Directions for this task
Which people are named in the "This Week in Bazaar" post below?

Text shown
Thursday, July 17, 2008

This Week in Bazaar

Welcome back to the terrarium of the Bazaar distributed version control system. Written by co-authors John Arbash Meinel, one of the primary developers on Bazaar, and Paul Hummer, who works on integrating Bazaar into Launchpad as he refines his plans for world domination from his shiny new lair.

Bazaar 1.6b3 released

The next beta release of Bazaar has just been cut, and is available at your local PPA:
https://launchpad.net/~bzr/+archive

The Windows installers should be available later today. This release provides lots of the shiny things that we've been talking about, like Stacked Branches, Real Weave Merge, more hooks for server-side operation, and lots of bug fixes and general polishing. The full UI for using stacked branches still needs a little bit of polishing, so the feature is not enabled by default. The functionality is all there, and if you are interested, we'd love to hear from you (kudos and complaints are equally welcome).


New updates to Gnome Bazaar Playground

Coming back from a very productive trip to Guadec, Tim Penhey has been overseeing some customizations to the Bazaar Playground for Gnome. All of the branches created at the local server in Turkey for Guadec have been added to the public playground. The Loggerhead installation has received some TLC by way of customizations to the UI. Accerciser's playground page is a good demonstration af the UI changes that have been made. The playground is actively being used by applications such as Brasero, jhbuild, Metacity and more.

One of the fun results of meeting with people at Guadec, is that it showed ways to improve Loggerhead when dealing with lots of projects and lots of branches. Work is continuing to make customizing Loggerhead's look-and-feel easier, and providing better tools for creating these "Bazaar Playgrounds" to use in evaluating Bazaar. The Bazaar developers are committed with making tools easier to use, and making the process as simple and powerful as possible.

Up and Coming Repository Format Updates

Robert Collins has been hard at work to refine how Bazaar stores its history information. We all like to have deep context, but we don't like to have to pay the penalty of downloading all of that context. Because Bazaar has a flexible repository structure, Robert has been able to play with changing the on-disk structure without major surgery to the rest of the code.

Records
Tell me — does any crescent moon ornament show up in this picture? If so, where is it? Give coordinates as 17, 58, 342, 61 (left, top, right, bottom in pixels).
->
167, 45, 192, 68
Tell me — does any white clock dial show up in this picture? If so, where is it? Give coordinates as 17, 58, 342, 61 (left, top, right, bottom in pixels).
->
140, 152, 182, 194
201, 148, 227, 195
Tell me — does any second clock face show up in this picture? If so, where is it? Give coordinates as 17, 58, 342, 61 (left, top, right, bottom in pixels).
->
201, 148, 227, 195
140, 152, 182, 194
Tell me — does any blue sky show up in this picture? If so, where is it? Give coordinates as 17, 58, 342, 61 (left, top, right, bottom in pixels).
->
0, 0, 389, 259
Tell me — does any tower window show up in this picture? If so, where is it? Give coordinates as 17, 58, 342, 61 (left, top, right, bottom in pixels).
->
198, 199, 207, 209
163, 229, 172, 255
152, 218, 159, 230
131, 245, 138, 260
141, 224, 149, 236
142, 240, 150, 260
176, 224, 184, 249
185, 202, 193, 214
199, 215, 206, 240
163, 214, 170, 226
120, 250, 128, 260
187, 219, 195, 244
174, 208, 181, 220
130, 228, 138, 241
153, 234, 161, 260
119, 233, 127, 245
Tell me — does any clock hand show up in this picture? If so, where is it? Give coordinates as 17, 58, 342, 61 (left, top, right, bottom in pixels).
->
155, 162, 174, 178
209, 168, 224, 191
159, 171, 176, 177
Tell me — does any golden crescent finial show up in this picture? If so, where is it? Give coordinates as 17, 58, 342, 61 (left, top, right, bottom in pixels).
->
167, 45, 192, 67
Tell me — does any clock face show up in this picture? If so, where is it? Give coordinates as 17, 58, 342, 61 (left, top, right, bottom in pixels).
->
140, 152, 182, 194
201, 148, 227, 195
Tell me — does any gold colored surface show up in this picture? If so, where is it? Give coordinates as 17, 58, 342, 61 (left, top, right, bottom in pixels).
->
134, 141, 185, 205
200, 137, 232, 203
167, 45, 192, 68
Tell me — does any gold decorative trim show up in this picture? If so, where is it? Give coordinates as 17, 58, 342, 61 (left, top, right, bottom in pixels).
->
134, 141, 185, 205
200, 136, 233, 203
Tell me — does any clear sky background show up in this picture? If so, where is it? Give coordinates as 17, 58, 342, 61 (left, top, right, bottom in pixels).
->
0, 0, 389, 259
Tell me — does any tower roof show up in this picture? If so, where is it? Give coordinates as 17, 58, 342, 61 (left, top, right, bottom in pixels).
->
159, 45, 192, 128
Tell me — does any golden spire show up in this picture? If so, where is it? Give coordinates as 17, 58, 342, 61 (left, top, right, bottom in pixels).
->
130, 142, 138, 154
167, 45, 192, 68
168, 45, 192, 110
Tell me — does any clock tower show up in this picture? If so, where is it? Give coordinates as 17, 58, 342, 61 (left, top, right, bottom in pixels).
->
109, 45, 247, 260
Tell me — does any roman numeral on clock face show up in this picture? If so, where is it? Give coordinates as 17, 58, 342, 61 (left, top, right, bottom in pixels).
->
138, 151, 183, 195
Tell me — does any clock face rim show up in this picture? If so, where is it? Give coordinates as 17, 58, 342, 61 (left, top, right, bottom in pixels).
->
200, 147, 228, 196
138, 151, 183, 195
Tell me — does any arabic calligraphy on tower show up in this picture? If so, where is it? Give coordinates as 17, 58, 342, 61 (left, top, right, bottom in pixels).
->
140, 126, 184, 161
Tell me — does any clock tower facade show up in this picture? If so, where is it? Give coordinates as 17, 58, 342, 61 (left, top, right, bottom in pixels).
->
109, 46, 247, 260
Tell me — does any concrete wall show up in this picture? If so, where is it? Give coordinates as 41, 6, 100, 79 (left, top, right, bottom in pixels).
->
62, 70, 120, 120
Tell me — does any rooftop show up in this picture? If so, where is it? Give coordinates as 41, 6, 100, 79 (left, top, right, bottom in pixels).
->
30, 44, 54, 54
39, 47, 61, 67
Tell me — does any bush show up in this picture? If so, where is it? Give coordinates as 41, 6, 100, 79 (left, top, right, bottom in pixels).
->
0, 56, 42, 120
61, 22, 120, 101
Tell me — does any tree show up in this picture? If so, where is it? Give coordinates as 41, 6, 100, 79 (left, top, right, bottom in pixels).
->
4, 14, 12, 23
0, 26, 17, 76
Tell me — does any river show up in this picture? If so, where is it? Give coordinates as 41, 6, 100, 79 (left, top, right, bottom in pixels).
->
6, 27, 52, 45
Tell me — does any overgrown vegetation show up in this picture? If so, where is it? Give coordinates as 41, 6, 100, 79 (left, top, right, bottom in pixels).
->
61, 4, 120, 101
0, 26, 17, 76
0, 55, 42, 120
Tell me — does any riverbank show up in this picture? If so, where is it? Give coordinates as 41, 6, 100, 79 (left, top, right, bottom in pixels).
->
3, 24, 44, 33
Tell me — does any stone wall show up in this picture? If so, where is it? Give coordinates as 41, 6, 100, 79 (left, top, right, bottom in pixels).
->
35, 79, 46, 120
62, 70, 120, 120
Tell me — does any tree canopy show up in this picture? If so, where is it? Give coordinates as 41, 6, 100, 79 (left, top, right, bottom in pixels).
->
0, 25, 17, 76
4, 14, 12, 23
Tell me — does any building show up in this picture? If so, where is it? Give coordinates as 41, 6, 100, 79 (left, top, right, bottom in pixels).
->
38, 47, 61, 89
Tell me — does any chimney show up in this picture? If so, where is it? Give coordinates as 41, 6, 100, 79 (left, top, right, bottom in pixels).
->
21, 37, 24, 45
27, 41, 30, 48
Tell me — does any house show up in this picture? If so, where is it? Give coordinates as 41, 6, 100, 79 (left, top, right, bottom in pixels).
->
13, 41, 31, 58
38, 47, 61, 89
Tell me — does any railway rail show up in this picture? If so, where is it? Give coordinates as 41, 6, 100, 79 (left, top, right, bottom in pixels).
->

Exercise solution
John Arbash Meinel, Paul Hummer, Tim Penhey, Robert Collins